* _Brief_: Report how many lines of the items below contain the string "mountain", counting only matches in the same case. Give the number and nothing else.

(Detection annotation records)

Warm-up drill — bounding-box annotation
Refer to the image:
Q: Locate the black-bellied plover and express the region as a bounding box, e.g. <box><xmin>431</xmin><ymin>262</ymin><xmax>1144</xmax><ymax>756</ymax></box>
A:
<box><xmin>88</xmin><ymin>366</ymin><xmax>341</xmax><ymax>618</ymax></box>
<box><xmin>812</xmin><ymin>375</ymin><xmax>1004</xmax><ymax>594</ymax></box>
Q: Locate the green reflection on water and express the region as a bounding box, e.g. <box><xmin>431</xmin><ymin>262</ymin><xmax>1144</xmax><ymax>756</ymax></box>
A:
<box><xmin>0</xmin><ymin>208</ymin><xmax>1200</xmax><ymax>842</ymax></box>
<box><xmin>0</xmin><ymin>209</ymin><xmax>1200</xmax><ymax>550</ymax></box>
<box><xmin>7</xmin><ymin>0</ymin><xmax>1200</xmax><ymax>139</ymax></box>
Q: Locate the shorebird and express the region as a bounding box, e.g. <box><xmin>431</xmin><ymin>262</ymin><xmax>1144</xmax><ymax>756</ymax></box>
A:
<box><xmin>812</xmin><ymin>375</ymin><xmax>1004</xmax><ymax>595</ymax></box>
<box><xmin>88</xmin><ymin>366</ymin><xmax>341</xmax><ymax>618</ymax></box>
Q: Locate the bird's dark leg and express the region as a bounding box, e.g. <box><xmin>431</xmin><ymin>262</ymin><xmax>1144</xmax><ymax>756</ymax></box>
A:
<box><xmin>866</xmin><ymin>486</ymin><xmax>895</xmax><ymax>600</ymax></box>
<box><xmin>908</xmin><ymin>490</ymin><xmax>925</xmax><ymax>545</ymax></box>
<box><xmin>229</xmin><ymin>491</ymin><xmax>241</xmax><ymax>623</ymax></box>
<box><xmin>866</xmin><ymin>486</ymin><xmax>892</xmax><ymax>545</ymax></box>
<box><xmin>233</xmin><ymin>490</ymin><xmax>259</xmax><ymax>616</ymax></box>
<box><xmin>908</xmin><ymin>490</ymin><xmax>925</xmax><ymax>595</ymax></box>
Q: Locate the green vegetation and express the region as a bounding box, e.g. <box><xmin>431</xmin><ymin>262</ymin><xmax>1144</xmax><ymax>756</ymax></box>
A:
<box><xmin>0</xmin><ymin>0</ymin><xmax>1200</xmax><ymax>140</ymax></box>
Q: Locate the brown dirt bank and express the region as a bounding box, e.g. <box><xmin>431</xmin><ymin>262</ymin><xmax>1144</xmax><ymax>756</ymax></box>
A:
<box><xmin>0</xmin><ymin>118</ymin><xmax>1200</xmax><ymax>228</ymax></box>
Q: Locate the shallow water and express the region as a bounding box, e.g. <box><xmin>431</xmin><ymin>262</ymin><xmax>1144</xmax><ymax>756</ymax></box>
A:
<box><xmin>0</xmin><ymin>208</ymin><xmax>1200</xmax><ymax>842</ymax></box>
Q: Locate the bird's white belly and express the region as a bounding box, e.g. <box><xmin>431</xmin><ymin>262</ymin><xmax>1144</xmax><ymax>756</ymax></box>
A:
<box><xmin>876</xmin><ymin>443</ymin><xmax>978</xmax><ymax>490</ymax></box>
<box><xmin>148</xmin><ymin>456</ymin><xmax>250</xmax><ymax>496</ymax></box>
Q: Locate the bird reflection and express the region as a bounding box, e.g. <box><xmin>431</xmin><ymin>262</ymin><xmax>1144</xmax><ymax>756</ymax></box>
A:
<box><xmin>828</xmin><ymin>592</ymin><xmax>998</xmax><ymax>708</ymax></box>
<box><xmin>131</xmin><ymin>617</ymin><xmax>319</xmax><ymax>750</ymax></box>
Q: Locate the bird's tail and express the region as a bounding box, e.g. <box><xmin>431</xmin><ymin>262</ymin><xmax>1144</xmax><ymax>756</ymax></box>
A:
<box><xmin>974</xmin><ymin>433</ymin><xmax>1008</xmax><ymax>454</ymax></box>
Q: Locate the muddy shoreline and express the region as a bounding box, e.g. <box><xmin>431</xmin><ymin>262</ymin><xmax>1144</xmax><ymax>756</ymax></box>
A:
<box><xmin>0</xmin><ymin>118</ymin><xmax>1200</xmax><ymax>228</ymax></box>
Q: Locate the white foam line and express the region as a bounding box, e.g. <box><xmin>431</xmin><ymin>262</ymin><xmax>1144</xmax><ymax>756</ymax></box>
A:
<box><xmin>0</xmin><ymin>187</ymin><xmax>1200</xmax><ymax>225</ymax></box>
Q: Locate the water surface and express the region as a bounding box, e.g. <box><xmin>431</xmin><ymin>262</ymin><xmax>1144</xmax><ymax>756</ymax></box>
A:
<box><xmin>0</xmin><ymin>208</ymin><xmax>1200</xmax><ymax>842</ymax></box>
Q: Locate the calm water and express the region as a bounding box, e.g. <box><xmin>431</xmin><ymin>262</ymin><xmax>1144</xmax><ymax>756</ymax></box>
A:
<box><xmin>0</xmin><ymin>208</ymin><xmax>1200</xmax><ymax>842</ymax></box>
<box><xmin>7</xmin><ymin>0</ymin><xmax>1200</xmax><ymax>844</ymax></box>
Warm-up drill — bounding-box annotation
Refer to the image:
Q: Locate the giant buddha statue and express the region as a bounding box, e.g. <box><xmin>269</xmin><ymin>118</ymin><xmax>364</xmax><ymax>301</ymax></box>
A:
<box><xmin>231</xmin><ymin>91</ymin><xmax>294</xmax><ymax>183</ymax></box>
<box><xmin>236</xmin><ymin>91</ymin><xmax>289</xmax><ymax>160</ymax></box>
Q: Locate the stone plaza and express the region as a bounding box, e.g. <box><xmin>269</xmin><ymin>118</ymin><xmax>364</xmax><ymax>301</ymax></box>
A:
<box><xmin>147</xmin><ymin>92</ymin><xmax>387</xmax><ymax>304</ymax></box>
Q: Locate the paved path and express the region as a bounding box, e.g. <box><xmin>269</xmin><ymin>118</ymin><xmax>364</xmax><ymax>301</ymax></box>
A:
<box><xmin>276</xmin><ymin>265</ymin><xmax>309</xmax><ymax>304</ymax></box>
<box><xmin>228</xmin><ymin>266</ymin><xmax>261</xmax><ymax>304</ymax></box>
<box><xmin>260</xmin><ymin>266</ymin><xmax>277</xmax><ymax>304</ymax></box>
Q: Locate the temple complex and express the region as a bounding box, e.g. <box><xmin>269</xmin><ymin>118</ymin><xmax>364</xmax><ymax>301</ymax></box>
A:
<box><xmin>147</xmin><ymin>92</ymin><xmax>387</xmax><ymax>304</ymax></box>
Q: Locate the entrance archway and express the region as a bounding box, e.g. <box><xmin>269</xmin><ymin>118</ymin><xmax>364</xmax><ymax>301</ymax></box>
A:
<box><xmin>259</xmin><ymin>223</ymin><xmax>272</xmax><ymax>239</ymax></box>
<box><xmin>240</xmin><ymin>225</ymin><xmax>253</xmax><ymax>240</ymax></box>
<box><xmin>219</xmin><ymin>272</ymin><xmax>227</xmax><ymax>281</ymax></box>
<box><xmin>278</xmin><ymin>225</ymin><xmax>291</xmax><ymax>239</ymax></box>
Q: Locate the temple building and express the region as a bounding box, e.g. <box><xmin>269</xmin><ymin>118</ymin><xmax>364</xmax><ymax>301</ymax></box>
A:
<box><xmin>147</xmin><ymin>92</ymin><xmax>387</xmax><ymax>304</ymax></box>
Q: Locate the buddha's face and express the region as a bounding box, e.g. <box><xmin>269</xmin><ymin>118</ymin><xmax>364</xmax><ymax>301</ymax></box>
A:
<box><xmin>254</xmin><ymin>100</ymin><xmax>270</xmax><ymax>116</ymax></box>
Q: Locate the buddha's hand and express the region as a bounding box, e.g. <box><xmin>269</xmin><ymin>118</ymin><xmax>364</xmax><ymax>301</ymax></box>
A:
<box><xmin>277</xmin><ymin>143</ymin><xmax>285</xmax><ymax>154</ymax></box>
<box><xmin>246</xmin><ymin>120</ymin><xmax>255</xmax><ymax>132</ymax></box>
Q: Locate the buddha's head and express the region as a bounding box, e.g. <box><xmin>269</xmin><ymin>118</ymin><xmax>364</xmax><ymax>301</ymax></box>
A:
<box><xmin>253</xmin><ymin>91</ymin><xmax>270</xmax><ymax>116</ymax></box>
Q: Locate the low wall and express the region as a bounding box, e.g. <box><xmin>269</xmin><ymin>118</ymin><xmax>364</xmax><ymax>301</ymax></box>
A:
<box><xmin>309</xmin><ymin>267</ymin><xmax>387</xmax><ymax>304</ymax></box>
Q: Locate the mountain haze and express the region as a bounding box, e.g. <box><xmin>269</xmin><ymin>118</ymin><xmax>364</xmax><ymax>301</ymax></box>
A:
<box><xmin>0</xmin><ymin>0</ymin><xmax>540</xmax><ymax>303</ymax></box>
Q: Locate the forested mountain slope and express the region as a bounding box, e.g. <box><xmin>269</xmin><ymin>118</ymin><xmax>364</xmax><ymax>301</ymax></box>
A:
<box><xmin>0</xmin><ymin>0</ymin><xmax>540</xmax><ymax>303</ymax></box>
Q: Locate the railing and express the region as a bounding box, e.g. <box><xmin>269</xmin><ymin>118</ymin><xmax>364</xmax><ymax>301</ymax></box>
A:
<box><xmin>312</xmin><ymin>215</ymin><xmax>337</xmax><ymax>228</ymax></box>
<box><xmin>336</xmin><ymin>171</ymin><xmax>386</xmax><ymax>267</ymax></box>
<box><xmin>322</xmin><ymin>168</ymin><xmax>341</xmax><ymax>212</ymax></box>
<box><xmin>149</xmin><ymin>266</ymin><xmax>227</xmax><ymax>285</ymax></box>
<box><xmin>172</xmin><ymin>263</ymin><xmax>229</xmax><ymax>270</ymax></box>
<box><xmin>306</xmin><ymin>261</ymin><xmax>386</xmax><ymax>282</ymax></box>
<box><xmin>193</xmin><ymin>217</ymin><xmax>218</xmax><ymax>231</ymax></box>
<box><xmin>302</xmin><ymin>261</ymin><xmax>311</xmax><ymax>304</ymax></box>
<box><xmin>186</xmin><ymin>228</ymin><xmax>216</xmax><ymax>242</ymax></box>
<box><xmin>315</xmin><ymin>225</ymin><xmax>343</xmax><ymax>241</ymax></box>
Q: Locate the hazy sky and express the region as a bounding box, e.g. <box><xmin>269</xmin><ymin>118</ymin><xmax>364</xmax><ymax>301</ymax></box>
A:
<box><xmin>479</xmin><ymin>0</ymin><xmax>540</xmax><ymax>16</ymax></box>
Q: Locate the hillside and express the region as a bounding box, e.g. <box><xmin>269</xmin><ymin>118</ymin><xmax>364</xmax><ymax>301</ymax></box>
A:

* _Answer to this task_: 2